▸ BRIEF: Between the line containing "Retail shelf audit — identify every ceiling fan visible" and the line containing "Retail shelf audit — identify every white upper" lies a run of lines; give that run again exactly, with both of those lines, and nothing else from the entries below.

(Image-backed grounding data)
====
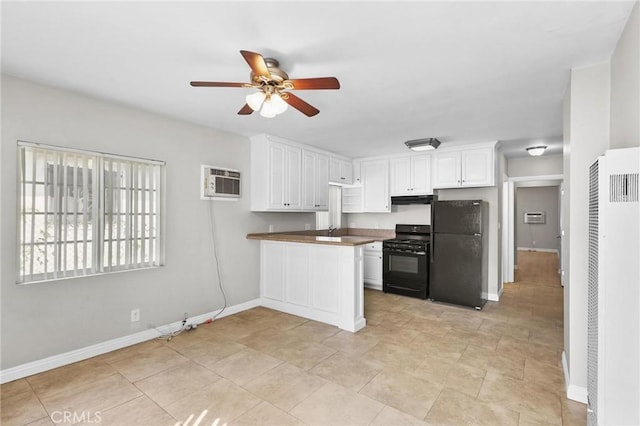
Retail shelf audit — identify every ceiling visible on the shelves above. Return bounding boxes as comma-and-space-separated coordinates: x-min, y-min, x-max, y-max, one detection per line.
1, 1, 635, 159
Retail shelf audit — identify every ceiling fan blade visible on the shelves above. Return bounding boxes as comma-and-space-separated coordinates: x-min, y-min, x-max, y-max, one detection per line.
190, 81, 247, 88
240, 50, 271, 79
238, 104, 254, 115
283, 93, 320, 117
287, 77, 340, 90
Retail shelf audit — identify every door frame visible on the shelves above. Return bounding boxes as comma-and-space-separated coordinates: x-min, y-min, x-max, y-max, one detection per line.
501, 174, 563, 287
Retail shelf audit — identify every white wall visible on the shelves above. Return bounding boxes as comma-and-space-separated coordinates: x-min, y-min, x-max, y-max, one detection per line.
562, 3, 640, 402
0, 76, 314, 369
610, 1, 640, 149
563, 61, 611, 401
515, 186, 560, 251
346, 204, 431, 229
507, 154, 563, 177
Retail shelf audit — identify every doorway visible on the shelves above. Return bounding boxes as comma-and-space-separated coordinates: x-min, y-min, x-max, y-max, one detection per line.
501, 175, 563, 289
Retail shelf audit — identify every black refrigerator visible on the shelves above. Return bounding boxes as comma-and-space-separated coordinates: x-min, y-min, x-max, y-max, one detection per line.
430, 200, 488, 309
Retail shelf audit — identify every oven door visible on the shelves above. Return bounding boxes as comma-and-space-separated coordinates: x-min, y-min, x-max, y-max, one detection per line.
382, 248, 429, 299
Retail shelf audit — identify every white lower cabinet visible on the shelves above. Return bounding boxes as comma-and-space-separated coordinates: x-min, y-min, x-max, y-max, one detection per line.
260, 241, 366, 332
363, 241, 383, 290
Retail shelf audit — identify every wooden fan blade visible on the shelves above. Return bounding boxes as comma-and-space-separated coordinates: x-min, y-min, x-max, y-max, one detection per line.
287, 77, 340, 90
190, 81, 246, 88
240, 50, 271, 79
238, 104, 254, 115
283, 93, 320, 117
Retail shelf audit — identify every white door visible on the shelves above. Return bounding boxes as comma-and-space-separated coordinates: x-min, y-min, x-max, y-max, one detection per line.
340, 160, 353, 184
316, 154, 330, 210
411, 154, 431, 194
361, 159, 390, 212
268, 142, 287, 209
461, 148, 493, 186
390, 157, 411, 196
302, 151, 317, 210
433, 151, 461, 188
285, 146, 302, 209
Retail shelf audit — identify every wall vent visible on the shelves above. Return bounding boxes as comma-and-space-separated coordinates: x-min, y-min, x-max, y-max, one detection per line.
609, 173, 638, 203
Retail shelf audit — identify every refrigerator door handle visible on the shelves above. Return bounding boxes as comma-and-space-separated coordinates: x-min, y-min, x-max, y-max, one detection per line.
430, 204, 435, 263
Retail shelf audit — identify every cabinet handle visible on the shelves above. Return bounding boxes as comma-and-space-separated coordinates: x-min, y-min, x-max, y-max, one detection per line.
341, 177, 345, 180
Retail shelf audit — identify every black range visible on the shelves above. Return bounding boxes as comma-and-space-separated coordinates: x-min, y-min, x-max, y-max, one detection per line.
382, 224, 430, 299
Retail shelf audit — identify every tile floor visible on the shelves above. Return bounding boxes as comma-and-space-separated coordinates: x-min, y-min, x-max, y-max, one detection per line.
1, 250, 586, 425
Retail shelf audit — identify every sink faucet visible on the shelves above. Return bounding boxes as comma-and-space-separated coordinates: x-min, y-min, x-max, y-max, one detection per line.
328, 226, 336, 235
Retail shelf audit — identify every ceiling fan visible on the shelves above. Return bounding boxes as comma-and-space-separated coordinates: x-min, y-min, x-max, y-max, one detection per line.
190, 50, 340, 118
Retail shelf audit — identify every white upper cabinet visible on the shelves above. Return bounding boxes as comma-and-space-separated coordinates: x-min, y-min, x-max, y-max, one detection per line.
====
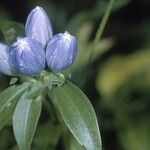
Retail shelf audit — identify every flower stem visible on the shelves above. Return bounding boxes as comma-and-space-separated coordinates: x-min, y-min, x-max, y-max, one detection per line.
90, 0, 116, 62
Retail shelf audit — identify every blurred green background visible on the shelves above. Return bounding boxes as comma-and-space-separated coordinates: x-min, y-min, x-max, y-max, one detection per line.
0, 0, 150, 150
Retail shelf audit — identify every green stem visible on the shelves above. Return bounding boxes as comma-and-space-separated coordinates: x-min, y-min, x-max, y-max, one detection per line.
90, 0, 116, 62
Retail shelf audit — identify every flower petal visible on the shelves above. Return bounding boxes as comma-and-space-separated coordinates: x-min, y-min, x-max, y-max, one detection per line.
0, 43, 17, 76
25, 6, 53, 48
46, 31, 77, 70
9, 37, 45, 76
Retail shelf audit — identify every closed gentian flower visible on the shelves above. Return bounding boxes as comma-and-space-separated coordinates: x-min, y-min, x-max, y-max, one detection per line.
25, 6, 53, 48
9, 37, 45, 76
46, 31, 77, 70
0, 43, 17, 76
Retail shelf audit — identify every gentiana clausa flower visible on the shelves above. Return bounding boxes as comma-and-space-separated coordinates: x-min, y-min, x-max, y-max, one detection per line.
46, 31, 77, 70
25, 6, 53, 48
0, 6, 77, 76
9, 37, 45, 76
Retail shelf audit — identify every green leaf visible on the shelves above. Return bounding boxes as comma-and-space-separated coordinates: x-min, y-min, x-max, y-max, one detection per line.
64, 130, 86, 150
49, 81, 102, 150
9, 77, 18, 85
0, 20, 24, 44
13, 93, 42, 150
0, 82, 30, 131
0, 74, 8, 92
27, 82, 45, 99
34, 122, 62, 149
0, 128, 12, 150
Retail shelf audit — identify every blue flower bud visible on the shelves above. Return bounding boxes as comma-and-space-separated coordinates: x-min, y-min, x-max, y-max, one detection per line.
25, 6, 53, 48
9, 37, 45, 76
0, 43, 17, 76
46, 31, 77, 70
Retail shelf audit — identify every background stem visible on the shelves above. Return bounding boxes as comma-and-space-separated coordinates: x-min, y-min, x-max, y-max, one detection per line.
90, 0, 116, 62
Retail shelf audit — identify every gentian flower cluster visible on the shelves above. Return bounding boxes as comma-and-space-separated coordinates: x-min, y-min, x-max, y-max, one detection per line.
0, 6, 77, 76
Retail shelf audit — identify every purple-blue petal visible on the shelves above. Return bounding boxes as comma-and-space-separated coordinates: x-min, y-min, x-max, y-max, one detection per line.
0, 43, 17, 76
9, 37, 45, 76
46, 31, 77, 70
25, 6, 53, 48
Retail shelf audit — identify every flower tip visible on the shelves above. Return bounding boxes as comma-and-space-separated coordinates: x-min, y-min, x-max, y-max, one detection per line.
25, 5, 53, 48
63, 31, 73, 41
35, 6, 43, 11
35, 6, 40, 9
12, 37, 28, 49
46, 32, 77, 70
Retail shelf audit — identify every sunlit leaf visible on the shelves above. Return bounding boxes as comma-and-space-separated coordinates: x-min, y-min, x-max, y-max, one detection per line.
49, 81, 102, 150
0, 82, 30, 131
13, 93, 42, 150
====
▸ COMPLETED TASK:
Retail shelf audit — identify every ceiling fan visible on the shelves above. Return bounding boxes as comma-and-space-separated coordinates: x-min, y-min, x-max, y-max, one detection per line.
190, 50, 340, 118
Retail shelf audit — identify every white upper cabinet visible on the shelves above. Return bounding boxes as comma-and-space-separated coordinates: x-min, y-min, x-max, y-max, one detection per line.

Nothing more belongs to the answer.